Working data:
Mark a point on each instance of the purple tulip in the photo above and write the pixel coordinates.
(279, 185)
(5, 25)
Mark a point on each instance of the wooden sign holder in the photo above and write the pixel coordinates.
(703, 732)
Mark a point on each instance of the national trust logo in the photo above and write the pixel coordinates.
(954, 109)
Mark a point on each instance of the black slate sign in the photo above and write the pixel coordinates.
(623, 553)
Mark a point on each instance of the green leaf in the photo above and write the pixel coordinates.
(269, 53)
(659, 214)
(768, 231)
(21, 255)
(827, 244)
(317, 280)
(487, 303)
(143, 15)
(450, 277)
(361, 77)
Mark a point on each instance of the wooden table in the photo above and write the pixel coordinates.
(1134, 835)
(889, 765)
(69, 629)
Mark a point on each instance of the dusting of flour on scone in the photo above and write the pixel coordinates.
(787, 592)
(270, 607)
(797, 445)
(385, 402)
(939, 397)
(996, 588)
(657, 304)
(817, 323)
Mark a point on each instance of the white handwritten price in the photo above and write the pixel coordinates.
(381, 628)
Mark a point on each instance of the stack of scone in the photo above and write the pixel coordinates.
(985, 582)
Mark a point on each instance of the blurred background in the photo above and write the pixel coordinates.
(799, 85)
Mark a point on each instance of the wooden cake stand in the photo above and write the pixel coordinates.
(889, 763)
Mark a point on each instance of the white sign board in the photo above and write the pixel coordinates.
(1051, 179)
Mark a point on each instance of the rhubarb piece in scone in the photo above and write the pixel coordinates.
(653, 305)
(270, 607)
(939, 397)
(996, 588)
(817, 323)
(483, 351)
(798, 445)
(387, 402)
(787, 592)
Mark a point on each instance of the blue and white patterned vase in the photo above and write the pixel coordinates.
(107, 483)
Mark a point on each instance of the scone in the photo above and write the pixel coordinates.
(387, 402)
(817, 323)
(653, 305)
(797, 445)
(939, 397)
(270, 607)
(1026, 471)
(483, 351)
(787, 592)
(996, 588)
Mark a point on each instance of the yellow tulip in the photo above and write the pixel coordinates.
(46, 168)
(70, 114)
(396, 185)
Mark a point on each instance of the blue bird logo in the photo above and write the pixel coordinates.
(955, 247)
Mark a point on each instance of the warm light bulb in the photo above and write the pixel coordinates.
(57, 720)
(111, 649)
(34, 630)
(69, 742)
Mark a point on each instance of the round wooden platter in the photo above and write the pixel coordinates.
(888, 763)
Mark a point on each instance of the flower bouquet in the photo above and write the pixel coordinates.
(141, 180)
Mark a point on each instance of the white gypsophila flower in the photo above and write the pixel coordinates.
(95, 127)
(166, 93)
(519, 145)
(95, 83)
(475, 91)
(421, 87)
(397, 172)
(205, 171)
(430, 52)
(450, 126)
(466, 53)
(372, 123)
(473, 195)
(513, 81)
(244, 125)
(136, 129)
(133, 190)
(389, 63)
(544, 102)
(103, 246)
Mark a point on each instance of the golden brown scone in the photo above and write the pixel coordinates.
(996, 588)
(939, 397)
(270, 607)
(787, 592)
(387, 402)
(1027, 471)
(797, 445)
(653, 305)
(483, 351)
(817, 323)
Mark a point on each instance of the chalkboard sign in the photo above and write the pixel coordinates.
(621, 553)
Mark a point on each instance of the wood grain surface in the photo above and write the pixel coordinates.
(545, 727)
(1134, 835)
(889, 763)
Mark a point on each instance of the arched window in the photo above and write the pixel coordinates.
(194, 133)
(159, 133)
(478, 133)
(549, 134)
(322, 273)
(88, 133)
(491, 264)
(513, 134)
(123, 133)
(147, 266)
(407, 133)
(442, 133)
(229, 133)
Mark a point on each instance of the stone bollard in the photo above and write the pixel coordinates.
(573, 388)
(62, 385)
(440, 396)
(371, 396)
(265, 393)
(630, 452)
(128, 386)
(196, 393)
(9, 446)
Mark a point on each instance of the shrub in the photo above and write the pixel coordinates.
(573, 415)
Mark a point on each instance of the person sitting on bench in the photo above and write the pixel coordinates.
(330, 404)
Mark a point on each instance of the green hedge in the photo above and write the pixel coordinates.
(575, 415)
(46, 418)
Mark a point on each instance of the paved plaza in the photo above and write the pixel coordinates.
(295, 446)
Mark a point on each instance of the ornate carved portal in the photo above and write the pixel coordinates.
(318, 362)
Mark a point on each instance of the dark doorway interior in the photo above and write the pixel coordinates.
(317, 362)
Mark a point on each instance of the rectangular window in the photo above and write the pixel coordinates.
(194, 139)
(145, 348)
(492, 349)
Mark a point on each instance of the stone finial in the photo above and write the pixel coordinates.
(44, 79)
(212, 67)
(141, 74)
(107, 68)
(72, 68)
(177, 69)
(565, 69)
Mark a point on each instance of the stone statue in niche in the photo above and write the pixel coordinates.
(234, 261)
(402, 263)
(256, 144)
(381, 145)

Problem to work on:
Line by line, retype the entire listing exactly.

Expected answer:
Mark a point on each instance of the purple tulip in the photo above and write the pixel coordinates.
(279, 185)
(5, 25)
Mark a point on each instance of the wooden sign holder in the photo above and write the pixel coordinates.
(703, 732)
Mark a point on each instance of the national trust logo in the photo above and write the pixel coordinates.
(954, 109)
Mark a point on each instance of the black slate sign in the photo above and write the pixel coordinates.
(623, 553)
Mark a point on each instance of the green leaf in the photo above and write the pixel coordinates.
(269, 53)
(659, 214)
(768, 231)
(21, 255)
(827, 244)
(317, 280)
(487, 303)
(143, 15)
(450, 277)
(361, 77)
Mark a point on each instance of the wooden table in the photo above and write the pixel coordinates.
(1134, 835)
(889, 765)
(69, 629)
Mark a point on each instance of the dusting of flour on scone in the photo above and write the pixel coordinates.
(787, 592)
(270, 607)
(797, 445)
(385, 402)
(939, 397)
(996, 588)
(657, 304)
(817, 323)
Mark a point on each instance of the white handwritten price in the photo above and write the pixel coordinates.
(381, 628)
Mark a point on each instance of the stack of scone in the photo above and write the pixel coordinates.
(985, 582)
Mark a point on each instance of the blurred background in the photo above and write the pixel coordinates.
(799, 85)
Mark a point on each instance of the wooden cake stand in the photo above and write the pixel coordinates.
(889, 763)
Mark a point on each instance of the white sign board in the photo above and write the pixel coordinates.
(1051, 179)
Mark a point on each instance of the rhubarb piece in scone in the photo above and write the pixel coordinates.
(653, 305)
(270, 607)
(939, 397)
(996, 588)
(817, 323)
(483, 351)
(798, 445)
(387, 402)
(787, 592)
Mark a point on each instance of the blue and white patterned vase in the photo above and write the pixel coordinates.
(107, 483)
Mark a point on each instance of the scone in the photo above and write the pixel coordinates.
(387, 402)
(817, 323)
(653, 305)
(797, 445)
(939, 397)
(270, 607)
(1026, 471)
(483, 351)
(787, 592)
(996, 588)
Mark a point on each instance of the yellow tulip in the photo above and write the pixel coordinates.
(46, 168)
(70, 114)
(396, 185)
Mark a point on each instance of the blue bird logo in the photo above and write the pixel coordinates.
(955, 247)
Mark a point on each instance of the warm light bulb in the photo above and write the pixel coordinates.
(57, 720)
(111, 649)
(34, 630)
(69, 742)
Mark a point on each instance of the round wooden platter in the photo above and write the pixel coordinates.
(888, 763)
Mark a point on each instance of the flower bouquet in the photo above and write the pixel coordinates.
(141, 180)
Mark a point on each instance of the white gypsophila flower in the photo above and write the pixel coordinates.
(95, 127)
(166, 93)
(519, 145)
(95, 83)
(475, 91)
(421, 87)
(397, 172)
(205, 171)
(430, 52)
(450, 126)
(466, 53)
(372, 123)
(473, 195)
(513, 81)
(244, 125)
(136, 129)
(133, 190)
(389, 63)
(544, 102)
(103, 246)
Mark a point on each instance of the golden brown scone in the photo above and write the pixel coordinates.
(996, 588)
(939, 397)
(270, 607)
(787, 592)
(387, 402)
(1027, 471)
(797, 445)
(653, 305)
(483, 351)
(817, 323)
Mark a point on each instance of the chalkboard sign in the photo above and write the pixel coordinates.
(621, 553)
Mark a point on each instance of the wood grain surface in the photo above and write the pixel coordinates.
(545, 727)
(1134, 835)
(889, 763)
Mark a point on each instance of the arched window in the photo above and write the pixel coordinates.
(194, 133)
(159, 133)
(478, 133)
(549, 134)
(322, 273)
(88, 133)
(491, 264)
(513, 134)
(123, 133)
(147, 266)
(407, 133)
(442, 133)
(229, 133)
Mark a point on each instance of the stone bollard in the photo above and write the pixel coordinates.
(573, 388)
(62, 385)
(440, 396)
(371, 396)
(265, 393)
(630, 452)
(128, 386)
(196, 393)
(9, 446)
Mark a point on each instance of the shrub in the photo above and write the pixel coordinates.
(573, 415)
Mark a point on each instance of the person sitting on bench in the photo above and write the pixel coordinates.
(330, 404)
Mark a point on each instance of the green hedge in the photo above and write the pixel coordinates.
(575, 415)
(46, 418)
Mark a point on each instance of the paved plaza in the photo above and write the pixel coordinates.
(295, 446)
Mark a point on each instance of the ornate carved portal in the photo above and write the pixel coordinates.
(318, 362)
Mark a point on each instance of the dark doorway interior in the photo above and write the pixel coordinates.
(317, 362)
Mark a point on each instance of the rectangular window in the photo above and write the pixel coordinates.
(194, 139)
(145, 348)
(492, 349)
Mark a point on each instance of the stone finial in the photo above and write the pixel coordinates.
(44, 79)
(212, 67)
(141, 74)
(107, 68)
(72, 68)
(177, 69)
(565, 69)
Mark a point on each instance of the stone statue in niche in the photo above and write the pixel coordinates.
(234, 261)
(402, 263)
(256, 144)
(381, 145)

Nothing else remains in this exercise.